> [Goal]
Update the rows below by replacing "pin" with "marker" throughout, leaving everything else unchanged.

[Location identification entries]
───

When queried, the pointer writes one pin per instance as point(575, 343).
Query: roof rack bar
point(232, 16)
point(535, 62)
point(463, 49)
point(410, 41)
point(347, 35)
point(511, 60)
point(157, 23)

───

> [Output]
When queried, the pointer writes one marker per instance as point(575, 343).
Query: roof rack bar
point(232, 16)
point(535, 62)
point(463, 49)
point(410, 41)
point(347, 35)
point(511, 60)
point(157, 23)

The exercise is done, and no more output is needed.